- [TEXT FOR ANALYSIS]:
%%

Feel-Good Friday: A Husband and Father Leaves His Corporate Job to Start His Food Truck Dream

Walker explains his journey from corporate to his dream (Credit: Spectrum News)

This Feel-Good Friday story holds a special place in my heart because I am a Chicago native and transplant, who left to pursue a dream. Took me way longer than the Walkers, but that really doesn’t matter. The older I get, the more I realize it’s really about the journey and what you learn in the midst of it than it is the destination.


In 2009, Kelvin Walker relocated his family from Chicago to Charlotte for work opportunities. Walker and his wife Latoya have been married for 20 years and have three children.

“Our kids mean the world to us,” Kelvin Walker said. “Being able to make sure we can spend time with them. They all participated in sports.”

Walker was employed with a human resources outsourcing company but wanted more flexibility to be there for his family. Walker also wanted to run his own business that was centered around his passion for Chicago’s staple foods, like the Chicago Dog.

In 2019, Walker launched A Little Taste of Chicago food truck business. Walker ran the company while still working at his outsourcing job.

Then in 2020, right before the pandemic hit, Walker decided it was time to leave the corporate world altogether.


“I had already spoken to my boss, I had already moved to a part-time status,” Walker said. “I was slowly transitioning out on my own terms.”

But two weeks after talking with his boss, Walker started receiving notifications about Charlotte-area events vendors he depended on getting canceled because of COVID-19. Walker decided to stay at the corporate job a bit longer.

But even in the midst of the pandemic, Walker’s part-time hustle was pulling in full-time business, so in October 2020, Walker finally walked away from the day job and now the food truck is his only enterprise.

Walker says the investment in being his own boss is beyond worth it. His dream job is giving him something his former employer couldn’t provide — flexibility.

“Make sure I can financially provide for my family without any compromises,” Walker said.

His wife Latoya attests to the fact that he does provide not only financially, but he is present as a husband and father.

“I’m just grateful for my husband always keeping us first,” Latoya Walker said. “This means a lot for us to be able to have a business and him to still be that husband and a father to his children. He hasn’t missed a beat.”


As an owner-operator of a truck, Kelvin and Latoya Walker and their dream are the types of small businesses under threat thanks to the Biden administration’s U.S. Department of Labor Rule.

Despite that, and other pitfalls, Walker still encourages dreamers to go for it.

Walker says the food truck continues to be in high demand in the Charlotte area. He hopes his story motivates other aspiring entrepreneurs to take a leap of faith.

“I say go for it, now is the time,” Walker said. “More people are willing to invest in small-business ventures. You have a lot of people supporting small businesses. Look forward to doing your own thing.”

%%

- [ENTRIES SHOWN]:
%%

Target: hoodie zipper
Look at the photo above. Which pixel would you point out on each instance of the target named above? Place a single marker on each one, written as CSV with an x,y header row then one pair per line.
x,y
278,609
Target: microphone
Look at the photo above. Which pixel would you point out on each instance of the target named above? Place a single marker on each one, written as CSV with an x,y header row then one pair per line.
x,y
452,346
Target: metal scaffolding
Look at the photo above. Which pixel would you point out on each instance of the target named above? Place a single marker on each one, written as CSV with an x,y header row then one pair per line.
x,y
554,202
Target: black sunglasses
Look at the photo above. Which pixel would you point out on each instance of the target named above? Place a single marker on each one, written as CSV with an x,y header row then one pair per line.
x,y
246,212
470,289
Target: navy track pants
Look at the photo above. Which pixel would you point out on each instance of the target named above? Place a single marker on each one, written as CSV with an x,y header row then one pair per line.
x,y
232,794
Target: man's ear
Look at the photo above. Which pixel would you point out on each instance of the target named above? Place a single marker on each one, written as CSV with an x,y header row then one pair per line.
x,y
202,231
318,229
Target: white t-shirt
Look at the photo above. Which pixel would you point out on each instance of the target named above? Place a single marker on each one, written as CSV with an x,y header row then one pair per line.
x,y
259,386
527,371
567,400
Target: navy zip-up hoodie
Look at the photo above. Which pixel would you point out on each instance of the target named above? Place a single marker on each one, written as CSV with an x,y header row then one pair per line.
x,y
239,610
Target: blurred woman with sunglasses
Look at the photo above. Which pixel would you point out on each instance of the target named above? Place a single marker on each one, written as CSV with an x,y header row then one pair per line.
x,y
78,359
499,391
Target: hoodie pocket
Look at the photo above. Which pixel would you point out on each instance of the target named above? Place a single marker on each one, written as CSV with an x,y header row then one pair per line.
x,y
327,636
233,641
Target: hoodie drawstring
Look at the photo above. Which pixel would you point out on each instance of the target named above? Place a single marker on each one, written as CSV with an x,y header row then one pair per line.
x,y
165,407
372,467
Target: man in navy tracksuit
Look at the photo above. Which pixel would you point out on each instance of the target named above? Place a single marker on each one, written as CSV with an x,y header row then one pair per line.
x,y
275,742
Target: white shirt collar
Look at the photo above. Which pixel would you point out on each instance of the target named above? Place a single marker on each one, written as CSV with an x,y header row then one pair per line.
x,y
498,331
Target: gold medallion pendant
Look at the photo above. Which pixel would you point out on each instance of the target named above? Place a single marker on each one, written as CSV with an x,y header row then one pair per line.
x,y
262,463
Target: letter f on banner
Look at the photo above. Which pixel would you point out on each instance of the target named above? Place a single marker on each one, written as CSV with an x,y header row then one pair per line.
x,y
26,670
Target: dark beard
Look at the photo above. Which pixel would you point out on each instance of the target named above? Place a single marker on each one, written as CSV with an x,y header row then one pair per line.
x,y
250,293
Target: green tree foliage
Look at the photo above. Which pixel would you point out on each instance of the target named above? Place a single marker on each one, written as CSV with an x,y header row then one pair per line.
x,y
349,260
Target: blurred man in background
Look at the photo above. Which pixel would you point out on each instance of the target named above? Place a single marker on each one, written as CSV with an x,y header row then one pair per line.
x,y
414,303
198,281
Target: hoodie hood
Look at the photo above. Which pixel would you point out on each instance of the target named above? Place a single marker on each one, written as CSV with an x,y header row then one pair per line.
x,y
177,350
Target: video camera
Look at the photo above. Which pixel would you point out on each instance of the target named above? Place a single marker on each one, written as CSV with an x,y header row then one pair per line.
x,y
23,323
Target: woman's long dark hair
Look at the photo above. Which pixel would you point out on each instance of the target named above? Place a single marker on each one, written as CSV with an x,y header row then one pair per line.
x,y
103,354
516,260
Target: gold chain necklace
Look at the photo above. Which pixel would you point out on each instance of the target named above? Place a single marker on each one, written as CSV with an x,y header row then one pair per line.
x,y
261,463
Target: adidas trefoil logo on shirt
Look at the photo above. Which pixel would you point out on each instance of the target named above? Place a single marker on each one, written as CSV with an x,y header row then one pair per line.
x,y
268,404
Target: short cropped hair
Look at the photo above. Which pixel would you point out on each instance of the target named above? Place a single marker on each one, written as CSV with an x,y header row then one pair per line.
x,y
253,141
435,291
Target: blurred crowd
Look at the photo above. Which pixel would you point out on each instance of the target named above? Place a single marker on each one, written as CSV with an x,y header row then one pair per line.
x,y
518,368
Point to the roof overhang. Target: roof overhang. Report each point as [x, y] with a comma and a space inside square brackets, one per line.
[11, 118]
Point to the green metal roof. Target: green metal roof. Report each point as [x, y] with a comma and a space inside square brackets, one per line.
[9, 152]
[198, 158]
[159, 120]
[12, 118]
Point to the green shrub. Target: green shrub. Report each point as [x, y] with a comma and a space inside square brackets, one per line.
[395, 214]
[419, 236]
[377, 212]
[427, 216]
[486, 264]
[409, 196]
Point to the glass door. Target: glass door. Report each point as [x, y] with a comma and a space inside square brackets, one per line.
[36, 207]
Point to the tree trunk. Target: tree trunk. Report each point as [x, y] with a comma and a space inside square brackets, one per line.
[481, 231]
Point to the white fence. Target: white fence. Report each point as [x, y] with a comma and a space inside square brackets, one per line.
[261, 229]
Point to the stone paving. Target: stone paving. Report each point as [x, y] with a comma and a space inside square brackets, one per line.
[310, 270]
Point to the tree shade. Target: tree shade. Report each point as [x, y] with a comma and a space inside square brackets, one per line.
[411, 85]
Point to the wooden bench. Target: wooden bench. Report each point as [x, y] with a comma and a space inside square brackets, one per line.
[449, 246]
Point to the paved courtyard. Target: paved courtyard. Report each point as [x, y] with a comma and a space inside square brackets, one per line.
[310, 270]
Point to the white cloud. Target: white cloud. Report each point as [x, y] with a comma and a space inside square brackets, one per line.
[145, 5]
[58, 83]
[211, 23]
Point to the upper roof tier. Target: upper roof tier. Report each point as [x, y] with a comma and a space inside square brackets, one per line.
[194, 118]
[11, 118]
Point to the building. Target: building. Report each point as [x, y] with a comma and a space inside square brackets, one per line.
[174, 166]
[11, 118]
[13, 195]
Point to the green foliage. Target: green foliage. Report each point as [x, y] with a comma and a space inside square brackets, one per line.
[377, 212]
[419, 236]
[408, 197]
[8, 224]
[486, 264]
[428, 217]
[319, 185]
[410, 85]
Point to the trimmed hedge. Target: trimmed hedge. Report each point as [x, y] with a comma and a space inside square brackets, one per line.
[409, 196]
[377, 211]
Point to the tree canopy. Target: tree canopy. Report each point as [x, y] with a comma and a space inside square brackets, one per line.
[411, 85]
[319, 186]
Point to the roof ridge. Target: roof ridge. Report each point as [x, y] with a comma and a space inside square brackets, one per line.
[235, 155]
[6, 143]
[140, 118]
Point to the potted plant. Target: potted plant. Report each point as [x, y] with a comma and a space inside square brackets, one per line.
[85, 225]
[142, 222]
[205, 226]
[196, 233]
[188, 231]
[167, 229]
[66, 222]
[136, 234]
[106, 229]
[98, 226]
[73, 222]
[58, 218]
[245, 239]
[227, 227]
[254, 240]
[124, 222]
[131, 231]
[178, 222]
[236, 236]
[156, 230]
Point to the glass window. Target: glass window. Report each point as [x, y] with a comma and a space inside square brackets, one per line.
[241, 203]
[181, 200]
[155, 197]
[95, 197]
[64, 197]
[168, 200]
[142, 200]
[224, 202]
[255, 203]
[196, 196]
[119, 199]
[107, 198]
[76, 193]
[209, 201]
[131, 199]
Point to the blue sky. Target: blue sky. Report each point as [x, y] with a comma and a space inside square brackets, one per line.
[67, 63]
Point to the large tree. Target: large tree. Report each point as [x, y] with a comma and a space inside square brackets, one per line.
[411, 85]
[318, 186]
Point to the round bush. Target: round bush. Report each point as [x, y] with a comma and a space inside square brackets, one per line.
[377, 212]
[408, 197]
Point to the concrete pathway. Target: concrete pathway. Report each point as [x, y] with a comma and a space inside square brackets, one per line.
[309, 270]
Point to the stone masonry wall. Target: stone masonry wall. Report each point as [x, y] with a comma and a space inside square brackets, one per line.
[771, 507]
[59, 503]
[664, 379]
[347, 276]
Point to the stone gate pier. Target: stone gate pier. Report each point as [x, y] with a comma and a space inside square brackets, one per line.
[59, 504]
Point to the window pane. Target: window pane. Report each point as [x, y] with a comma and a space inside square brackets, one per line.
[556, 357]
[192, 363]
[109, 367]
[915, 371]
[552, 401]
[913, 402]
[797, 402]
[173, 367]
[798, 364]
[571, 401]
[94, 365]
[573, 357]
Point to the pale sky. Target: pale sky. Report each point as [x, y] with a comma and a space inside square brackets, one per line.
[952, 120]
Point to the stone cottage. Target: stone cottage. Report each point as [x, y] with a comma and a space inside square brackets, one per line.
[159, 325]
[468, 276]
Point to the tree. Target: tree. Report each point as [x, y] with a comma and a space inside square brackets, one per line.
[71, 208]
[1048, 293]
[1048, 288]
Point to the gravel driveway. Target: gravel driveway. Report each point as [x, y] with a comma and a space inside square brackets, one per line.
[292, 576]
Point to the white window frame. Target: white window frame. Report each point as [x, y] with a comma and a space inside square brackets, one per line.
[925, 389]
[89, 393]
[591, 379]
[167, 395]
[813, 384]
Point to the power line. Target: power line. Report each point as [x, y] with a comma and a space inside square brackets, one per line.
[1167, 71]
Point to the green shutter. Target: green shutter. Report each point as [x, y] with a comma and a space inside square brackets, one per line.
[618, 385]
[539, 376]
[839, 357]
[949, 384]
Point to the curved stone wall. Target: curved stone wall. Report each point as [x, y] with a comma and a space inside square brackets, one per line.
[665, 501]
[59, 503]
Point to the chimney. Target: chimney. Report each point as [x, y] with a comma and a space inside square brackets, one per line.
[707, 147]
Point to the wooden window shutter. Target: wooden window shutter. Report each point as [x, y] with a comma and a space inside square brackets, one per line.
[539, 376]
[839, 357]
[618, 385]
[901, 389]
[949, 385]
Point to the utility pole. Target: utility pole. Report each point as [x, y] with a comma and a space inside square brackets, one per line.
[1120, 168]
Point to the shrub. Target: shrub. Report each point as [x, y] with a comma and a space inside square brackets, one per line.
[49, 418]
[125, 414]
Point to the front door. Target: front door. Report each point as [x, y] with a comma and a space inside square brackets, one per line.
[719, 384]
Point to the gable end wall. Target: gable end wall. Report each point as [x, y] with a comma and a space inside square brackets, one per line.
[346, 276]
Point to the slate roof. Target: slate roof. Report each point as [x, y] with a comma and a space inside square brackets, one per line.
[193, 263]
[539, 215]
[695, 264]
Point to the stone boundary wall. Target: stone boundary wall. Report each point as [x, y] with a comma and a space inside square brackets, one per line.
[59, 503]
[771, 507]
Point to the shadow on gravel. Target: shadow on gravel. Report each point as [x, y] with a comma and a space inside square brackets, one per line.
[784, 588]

%%

- [INSTRUCTIONS TO FOLLOW]:
In the food truck article, in what month and year did Kelvin Walker leave his corporate job for good?

- [EXERCISE OUTPUT]:
October 2020